> _EXTRACT PROVIDED_
□ □ □ □
Binge eating disorder
Binge eating disorders occur when an individual experiences frequent episodes of binge eating (consuming a large amount of food, beyond the point of comfort or feeling full). People with a binge eating disorder often report feeling out of control when they are binging. Diagnosis of binge eating disorder requires that these binges occur at least once a week over a period of 3 months or more. Individuals with binge eating disorder tend to vary in weight with some people maintaining a normal weight, with others being overweight or obese. The main difference between binge eating disorder and bulimia nervosa is that people with binge eating disorder do not regularly engage in purging behaviours.
Episodes of binging may occur in response to stress or anger but can also be triggered by boredom or general distress. In this way, binge eating may act as a way in which people manage and cope with challenging emotions.
Signs and symptoms of binge eating disorder:
- feeling out of control when eating
- eating a large amount in one sitting or over a short period of time
- regularly eating beyond the point of feeling full
- hiding food and eating in secret
- feeling embarrassed or guilty about how much food is eaten
- experiencing guilt and disgust after an episode of binge eating.
□ □ □ □
> _WHAT TO WORK ON_
**A.** List every trigger for binging episodes that the text on binge eating disorder names.
**B.** Condense the paragraph of the binge eating disorder text that begins "Episodes of binging may occur" into one shorter sentence that keeps its main facts.
**C.** Reproduce the binge eating disorder text between "Signs and symptoms" and "of binge eating.", inclusive, switching "embarrassed" to "ashamed".

Point-per-instance localization data
□ □ □ □
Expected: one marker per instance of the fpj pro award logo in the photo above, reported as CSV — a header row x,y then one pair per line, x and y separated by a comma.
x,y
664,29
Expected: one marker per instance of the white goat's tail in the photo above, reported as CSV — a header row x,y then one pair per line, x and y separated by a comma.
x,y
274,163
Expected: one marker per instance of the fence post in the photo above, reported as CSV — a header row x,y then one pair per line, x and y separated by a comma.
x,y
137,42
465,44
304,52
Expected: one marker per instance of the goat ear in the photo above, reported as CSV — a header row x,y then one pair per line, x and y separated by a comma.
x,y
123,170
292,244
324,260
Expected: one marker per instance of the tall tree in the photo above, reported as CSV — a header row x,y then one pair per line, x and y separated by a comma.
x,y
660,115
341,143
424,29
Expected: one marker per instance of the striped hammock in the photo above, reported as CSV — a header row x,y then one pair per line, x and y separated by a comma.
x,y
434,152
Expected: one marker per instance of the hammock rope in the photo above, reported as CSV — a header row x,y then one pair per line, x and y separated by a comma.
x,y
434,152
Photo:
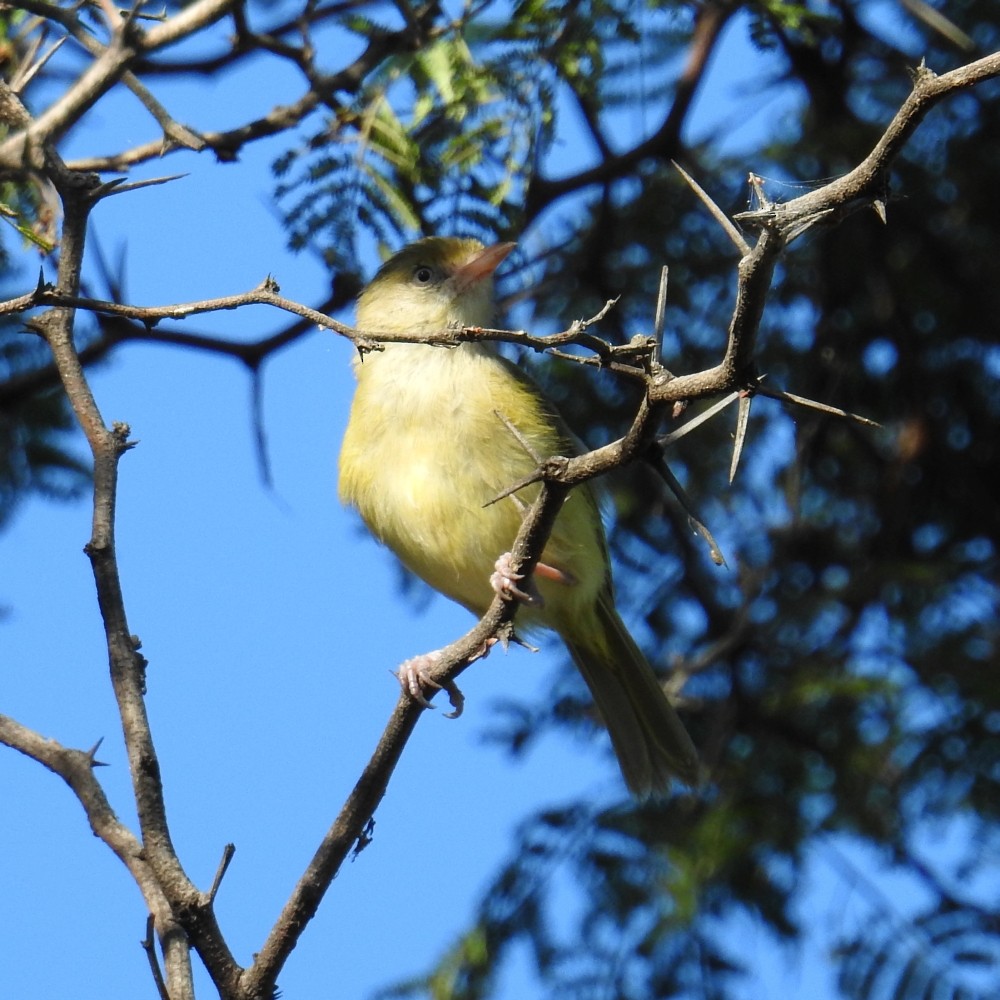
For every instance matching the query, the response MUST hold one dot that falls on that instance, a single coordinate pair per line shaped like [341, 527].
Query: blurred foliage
[842, 671]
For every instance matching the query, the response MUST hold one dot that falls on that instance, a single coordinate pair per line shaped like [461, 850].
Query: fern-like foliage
[950, 954]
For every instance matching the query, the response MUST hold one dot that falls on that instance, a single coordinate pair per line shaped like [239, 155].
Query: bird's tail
[649, 739]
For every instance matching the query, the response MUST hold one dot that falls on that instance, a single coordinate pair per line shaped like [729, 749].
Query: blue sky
[271, 623]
□ □ □ □
> _SOLVED TASKS_
**A.**
- stress
- anger
- boredom
- general distress

**B.** Binging can be triggered by stress, anger, boredom or general distress, so it may serve as a way to cope with challenging emotions.

**C.**
Signs and symptoms of binge eating disorder:
- feeling out of control when eating
- eating a large amount in one sitting or over a short period of time
- regularly eating beyond the point of feeling full
- hiding food and eating in secret
- feeling ashamed or guilty about how much food is eaten
- experiencing guilt and disgust after an episode of binge eating.